* Begin *
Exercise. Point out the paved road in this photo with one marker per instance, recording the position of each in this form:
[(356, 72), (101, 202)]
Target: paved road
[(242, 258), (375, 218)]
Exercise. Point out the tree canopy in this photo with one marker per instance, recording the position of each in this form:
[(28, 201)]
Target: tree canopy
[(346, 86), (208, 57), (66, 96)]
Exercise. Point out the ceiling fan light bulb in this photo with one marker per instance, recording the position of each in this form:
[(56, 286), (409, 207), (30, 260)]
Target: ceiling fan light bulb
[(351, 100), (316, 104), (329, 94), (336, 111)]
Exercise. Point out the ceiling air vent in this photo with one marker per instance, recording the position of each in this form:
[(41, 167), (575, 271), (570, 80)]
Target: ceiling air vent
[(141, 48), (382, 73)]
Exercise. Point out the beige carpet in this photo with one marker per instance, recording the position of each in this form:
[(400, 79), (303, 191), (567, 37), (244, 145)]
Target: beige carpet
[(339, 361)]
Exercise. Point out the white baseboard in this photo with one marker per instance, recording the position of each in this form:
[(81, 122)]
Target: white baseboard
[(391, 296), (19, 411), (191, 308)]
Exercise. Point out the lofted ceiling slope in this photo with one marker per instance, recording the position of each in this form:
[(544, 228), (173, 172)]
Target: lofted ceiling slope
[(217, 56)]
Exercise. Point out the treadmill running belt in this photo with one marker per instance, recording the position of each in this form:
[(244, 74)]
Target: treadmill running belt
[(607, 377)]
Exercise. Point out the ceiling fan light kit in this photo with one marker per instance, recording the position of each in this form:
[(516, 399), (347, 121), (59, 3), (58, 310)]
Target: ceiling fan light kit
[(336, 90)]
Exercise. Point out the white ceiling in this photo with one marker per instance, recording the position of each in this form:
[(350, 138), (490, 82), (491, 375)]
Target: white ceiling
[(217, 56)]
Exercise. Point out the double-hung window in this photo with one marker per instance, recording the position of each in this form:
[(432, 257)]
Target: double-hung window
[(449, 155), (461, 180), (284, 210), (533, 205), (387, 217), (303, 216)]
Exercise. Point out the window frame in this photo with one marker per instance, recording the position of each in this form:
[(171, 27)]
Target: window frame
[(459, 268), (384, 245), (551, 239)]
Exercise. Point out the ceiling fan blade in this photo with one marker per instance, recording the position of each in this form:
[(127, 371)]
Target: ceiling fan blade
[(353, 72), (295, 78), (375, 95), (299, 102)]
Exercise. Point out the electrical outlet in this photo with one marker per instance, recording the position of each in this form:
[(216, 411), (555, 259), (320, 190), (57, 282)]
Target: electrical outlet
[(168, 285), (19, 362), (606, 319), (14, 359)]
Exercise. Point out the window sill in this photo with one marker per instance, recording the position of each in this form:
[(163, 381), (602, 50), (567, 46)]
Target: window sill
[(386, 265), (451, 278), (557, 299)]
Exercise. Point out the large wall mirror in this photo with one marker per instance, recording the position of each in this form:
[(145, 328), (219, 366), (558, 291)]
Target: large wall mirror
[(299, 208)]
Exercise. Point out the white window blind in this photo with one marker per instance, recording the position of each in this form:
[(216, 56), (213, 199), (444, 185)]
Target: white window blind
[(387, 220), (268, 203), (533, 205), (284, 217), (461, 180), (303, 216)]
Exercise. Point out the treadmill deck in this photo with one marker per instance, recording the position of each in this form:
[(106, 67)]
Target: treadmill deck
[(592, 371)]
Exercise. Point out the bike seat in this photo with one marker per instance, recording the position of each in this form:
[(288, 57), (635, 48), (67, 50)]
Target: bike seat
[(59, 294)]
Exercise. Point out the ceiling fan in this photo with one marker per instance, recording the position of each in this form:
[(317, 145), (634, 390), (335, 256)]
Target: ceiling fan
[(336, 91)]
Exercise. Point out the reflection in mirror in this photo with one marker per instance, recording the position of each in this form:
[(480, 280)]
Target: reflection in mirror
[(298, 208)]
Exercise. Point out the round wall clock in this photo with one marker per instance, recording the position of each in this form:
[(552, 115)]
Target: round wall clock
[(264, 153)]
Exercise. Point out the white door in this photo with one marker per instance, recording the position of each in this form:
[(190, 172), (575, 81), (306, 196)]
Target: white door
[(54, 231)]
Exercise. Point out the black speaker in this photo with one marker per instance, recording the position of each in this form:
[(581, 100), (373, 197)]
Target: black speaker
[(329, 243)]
* End *
> _Description of the task_:
Duplicate the records above without change, beginning at the line that has "Exercise. Point out the ceiling fan light kit" and stopping after the line that has "[(168, 285), (19, 362), (606, 319), (14, 359)]".

> _Answer below_:
Exercise. Point out the ceiling fan light kit in this photo with one marker per instance, recording the position of each in this form:
[(516, 399), (347, 121), (59, 3), (58, 310)]
Target: ceiling fan light kit
[(336, 90)]
Exercise. Point out the white ceiling in this photo with one marker per instance, recording the position of each in this form:
[(350, 138), (490, 82), (491, 375)]
Target: white ceiling
[(217, 56)]
Exercise. Point out the double-hung window in this photo with one marker per instance, recording the position of each in this form:
[(432, 257)]
Target: double-hung window
[(449, 155), (461, 180), (284, 210), (533, 205), (387, 217), (303, 216)]
Exercise. Point out the window frame in this photo with one marker per instance, recording the position of each in this form:
[(171, 27)]
Target: window frame
[(459, 268), (384, 245), (551, 239)]
Exercise. Point out the ceiling fan blade in this photo with one marker per instance, recording the position of each in this form:
[(127, 371)]
Target: ceiling fan blade
[(353, 72), (295, 78), (375, 95), (299, 102)]
Exercise. Point out the electrical outlet in this photo with one marker per instance, recording the position of each in this form:
[(216, 411), (555, 259), (320, 190), (57, 282)]
Target: electrical outlet
[(168, 285), (19, 362), (606, 319), (14, 359)]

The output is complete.